- RECORDED INFORMATION:
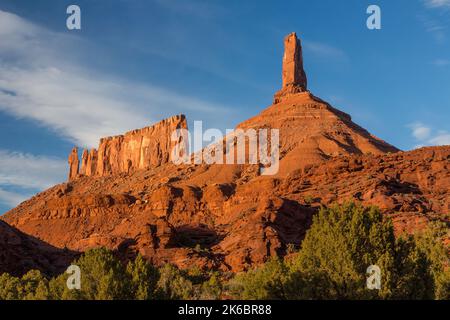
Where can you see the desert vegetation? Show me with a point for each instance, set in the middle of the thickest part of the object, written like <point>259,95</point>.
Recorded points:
<point>331,264</point>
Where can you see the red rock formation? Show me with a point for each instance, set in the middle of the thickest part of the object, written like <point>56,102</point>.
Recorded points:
<point>238,217</point>
<point>137,149</point>
<point>74,164</point>
<point>20,253</point>
<point>293,75</point>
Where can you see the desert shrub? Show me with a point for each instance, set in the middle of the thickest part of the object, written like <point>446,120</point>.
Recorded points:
<point>103,277</point>
<point>269,281</point>
<point>10,287</point>
<point>430,243</point>
<point>343,241</point>
<point>142,279</point>
<point>173,284</point>
<point>32,286</point>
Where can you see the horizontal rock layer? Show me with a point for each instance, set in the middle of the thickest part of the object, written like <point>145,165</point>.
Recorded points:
<point>137,149</point>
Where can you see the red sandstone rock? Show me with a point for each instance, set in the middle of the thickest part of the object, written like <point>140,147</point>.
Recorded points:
<point>133,199</point>
<point>137,149</point>
<point>74,164</point>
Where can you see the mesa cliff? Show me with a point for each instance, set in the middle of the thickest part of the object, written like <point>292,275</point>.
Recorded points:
<point>128,195</point>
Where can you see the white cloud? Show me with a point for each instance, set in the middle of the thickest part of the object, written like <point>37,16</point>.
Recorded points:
<point>442,138</point>
<point>23,174</point>
<point>437,3</point>
<point>29,171</point>
<point>325,50</point>
<point>441,62</point>
<point>11,199</point>
<point>420,131</point>
<point>39,81</point>
<point>427,136</point>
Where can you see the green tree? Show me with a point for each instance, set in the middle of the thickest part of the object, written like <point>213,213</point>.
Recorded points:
<point>103,277</point>
<point>342,242</point>
<point>143,278</point>
<point>173,284</point>
<point>430,243</point>
<point>269,281</point>
<point>10,287</point>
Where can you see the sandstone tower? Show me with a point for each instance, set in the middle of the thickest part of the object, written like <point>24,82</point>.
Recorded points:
<point>293,75</point>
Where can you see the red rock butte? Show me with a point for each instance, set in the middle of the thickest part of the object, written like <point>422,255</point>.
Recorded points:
<point>128,196</point>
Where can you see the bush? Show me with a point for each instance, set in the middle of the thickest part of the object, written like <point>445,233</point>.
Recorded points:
<point>269,281</point>
<point>342,242</point>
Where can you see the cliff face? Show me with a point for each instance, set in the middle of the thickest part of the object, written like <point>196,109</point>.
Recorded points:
<point>238,216</point>
<point>137,149</point>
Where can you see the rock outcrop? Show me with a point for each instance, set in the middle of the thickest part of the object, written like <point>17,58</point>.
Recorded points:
<point>137,149</point>
<point>293,75</point>
<point>20,253</point>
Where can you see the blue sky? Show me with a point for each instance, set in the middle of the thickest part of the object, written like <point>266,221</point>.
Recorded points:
<point>137,62</point>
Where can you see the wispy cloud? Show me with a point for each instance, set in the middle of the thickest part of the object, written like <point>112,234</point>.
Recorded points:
<point>29,171</point>
<point>420,131</point>
<point>38,81</point>
<point>23,174</point>
<point>324,50</point>
<point>437,3</point>
<point>11,199</point>
<point>426,136</point>
<point>441,62</point>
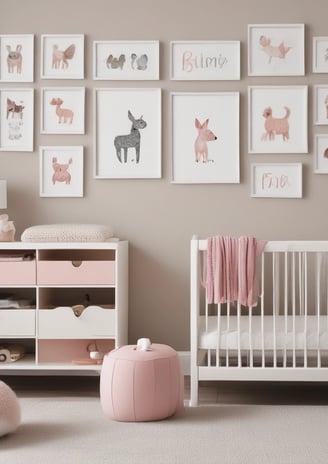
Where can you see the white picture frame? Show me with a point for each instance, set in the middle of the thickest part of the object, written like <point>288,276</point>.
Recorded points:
<point>277,119</point>
<point>205,60</point>
<point>62,56</point>
<point>276,50</point>
<point>320,105</point>
<point>119,114</point>
<point>126,60</point>
<point>320,55</point>
<point>61,171</point>
<point>276,180</point>
<point>320,154</point>
<point>205,137</point>
<point>16,57</point>
<point>62,110</point>
<point>16,119</point>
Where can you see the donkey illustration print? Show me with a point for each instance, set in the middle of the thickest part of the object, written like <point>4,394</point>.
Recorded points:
<point>204,135</point>
<point>132,140</point>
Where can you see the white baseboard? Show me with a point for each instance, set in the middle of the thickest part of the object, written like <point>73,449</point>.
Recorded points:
<point>184,357</point>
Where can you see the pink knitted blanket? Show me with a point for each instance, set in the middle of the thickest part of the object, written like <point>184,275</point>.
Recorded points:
<point>231,269</point>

- TASK TO COMPLETE: Look over the entries above. Copy every line that contains the word "sandstone".

- RESPONSE TO THE EXERCISE:
Where can you see the red sandstone rock? Show me with a point for each instance, set in the middle of the thickest part of the object, written like <point>140,147</point>.
Where can you see the sandstone tower? Show me with a point for each instance, set in the middle of the thickest part of the object, written like <point>24,82</point>.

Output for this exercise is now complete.